[Your task] From the records below, return every line containing the word "dark".

Segment Start: Data provided

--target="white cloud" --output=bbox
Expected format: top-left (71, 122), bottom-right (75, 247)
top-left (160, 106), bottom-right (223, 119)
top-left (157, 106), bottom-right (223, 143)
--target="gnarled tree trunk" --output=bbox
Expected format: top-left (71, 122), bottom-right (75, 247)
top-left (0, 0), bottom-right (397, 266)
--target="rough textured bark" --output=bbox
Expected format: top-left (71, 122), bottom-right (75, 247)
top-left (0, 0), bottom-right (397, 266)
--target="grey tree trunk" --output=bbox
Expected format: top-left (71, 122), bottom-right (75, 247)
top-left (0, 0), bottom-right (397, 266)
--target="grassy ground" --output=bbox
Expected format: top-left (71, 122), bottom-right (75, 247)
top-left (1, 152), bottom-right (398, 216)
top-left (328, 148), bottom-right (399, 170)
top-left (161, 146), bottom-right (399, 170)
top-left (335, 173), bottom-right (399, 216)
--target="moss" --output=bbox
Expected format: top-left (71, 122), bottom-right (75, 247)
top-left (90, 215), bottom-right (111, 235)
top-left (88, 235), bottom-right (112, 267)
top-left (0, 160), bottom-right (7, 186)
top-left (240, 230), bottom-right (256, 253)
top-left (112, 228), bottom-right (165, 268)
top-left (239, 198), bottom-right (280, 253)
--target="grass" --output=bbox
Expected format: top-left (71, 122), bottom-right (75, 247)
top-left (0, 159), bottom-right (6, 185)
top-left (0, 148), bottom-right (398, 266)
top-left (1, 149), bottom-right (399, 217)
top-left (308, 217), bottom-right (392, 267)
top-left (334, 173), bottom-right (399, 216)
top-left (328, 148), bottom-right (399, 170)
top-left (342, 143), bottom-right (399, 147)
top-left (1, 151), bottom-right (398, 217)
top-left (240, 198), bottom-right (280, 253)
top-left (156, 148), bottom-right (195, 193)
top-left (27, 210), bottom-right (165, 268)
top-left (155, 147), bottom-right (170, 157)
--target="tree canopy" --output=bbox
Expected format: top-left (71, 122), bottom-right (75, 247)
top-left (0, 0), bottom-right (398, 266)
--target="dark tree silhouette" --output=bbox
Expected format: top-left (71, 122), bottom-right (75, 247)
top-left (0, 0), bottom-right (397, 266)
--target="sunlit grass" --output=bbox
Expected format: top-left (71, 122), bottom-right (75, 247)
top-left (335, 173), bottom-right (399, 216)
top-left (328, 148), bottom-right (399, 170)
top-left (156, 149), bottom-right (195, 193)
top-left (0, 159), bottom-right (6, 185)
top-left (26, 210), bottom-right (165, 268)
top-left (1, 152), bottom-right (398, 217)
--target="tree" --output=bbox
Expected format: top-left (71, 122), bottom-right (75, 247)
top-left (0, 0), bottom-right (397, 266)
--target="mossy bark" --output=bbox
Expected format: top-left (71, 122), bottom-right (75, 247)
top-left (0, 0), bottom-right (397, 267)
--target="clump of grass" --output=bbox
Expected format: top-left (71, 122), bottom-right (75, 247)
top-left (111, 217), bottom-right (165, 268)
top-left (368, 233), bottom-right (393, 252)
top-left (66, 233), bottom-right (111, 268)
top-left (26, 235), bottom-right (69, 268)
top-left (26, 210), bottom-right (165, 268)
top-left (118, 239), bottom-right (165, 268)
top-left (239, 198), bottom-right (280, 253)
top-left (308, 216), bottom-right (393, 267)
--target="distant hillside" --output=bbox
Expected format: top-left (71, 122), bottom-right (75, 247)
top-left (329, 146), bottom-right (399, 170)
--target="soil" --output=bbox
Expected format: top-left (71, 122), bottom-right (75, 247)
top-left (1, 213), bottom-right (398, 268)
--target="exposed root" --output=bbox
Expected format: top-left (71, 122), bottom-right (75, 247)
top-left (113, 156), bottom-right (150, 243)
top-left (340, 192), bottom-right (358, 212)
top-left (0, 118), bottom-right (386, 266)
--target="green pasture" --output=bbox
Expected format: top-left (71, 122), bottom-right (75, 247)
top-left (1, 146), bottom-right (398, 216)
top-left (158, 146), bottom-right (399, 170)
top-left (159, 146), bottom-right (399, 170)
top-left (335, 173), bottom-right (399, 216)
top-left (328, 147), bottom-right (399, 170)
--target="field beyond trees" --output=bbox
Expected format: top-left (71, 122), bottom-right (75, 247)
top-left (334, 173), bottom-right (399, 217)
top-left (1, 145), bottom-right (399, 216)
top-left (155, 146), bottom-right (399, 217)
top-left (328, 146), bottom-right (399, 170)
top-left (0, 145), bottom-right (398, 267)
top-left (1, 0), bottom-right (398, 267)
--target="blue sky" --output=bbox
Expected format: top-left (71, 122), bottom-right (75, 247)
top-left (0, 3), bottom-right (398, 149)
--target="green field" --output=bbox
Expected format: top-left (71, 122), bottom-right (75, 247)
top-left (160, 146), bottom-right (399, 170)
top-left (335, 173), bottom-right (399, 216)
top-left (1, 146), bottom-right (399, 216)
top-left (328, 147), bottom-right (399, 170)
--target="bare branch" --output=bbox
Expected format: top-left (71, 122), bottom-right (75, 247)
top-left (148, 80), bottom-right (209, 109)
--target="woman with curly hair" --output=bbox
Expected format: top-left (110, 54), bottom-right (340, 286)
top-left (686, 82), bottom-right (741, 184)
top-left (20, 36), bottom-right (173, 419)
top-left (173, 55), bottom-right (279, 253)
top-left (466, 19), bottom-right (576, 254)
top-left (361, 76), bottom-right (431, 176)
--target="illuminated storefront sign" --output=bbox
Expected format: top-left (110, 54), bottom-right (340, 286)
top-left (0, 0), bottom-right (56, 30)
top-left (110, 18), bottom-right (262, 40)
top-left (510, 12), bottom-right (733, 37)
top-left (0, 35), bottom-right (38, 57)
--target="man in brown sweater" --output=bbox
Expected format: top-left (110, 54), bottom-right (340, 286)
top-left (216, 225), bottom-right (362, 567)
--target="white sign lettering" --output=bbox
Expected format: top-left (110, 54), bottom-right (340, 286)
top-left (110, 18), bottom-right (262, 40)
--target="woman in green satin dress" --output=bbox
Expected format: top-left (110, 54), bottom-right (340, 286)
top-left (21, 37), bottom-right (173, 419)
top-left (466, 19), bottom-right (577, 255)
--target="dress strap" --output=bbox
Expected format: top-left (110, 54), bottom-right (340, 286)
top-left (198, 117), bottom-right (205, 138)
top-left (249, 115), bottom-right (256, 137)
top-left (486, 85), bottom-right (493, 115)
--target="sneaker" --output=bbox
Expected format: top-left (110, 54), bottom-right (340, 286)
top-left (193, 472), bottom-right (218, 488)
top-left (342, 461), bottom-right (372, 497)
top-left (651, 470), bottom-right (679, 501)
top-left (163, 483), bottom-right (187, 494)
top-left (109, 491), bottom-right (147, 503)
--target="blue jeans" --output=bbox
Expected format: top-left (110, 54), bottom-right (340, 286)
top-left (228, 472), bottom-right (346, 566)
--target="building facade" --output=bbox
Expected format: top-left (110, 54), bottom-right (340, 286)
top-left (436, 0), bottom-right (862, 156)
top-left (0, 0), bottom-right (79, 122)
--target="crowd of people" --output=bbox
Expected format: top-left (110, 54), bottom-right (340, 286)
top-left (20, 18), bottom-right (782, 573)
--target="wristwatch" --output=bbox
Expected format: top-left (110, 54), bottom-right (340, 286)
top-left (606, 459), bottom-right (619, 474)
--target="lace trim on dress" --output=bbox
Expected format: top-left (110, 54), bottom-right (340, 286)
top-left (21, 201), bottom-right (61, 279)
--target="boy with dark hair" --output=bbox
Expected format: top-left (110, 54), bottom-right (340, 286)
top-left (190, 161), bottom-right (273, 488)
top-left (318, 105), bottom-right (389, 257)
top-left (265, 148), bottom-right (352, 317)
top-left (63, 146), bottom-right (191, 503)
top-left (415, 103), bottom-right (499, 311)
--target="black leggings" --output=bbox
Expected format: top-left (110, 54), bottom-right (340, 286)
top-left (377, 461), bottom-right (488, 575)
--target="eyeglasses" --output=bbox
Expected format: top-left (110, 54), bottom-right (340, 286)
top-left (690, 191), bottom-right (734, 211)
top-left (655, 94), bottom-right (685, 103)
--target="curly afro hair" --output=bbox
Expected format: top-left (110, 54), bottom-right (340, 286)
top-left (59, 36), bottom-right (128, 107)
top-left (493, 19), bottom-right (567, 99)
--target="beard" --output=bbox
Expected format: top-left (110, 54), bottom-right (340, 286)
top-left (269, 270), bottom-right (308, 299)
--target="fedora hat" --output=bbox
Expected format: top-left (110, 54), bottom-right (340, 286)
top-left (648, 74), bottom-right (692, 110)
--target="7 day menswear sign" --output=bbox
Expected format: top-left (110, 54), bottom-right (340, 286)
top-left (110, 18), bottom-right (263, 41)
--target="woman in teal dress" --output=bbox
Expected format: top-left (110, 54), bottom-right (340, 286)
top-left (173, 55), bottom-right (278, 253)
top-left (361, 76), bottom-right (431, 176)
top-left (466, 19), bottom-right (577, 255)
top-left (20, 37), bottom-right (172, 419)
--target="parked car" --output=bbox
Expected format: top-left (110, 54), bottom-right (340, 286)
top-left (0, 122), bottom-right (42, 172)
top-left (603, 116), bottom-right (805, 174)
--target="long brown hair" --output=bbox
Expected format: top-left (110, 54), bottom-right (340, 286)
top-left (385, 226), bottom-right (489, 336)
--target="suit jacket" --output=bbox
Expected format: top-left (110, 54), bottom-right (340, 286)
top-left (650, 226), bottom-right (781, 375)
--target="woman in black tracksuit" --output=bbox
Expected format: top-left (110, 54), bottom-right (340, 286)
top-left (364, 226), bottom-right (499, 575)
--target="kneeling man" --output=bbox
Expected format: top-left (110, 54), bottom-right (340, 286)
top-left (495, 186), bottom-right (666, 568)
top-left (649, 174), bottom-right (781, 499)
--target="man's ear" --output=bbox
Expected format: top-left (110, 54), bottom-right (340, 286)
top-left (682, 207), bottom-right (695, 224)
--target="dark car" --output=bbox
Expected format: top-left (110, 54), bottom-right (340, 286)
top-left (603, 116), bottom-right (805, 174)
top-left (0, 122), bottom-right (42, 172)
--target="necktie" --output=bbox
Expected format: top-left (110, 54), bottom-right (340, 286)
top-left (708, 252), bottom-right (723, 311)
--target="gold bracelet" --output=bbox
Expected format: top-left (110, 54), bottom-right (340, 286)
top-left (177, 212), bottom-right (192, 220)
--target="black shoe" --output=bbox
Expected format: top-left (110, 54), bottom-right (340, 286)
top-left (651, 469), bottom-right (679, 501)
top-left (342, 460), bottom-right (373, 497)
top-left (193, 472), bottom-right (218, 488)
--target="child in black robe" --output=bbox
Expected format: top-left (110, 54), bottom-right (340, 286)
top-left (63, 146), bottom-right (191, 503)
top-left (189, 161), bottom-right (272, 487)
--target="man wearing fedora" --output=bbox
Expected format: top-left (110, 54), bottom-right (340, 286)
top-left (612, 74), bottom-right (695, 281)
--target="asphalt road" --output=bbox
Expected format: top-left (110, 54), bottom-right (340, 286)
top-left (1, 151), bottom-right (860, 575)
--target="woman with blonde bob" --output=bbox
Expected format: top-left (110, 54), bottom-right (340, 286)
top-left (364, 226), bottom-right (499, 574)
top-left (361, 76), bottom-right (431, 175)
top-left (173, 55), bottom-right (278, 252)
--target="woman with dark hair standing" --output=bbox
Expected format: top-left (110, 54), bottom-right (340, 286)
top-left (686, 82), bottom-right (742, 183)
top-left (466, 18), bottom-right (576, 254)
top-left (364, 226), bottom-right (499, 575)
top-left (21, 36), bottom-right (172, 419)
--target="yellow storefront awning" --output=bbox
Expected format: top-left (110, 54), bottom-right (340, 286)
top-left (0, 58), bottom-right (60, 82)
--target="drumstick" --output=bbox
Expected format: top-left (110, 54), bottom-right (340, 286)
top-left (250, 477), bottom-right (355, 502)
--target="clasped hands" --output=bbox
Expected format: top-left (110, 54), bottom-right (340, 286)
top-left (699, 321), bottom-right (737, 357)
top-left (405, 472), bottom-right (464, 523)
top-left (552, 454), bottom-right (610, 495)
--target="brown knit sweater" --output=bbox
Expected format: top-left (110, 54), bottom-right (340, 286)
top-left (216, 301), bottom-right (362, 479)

Segment End: Data provided

[Output]
--target="dark tree silhouette" --output=bbox
--target="boy with dark hair" --output=bbox
--target="dark car" --output=bbox
--target="woman with dark hair standing" --output=bbox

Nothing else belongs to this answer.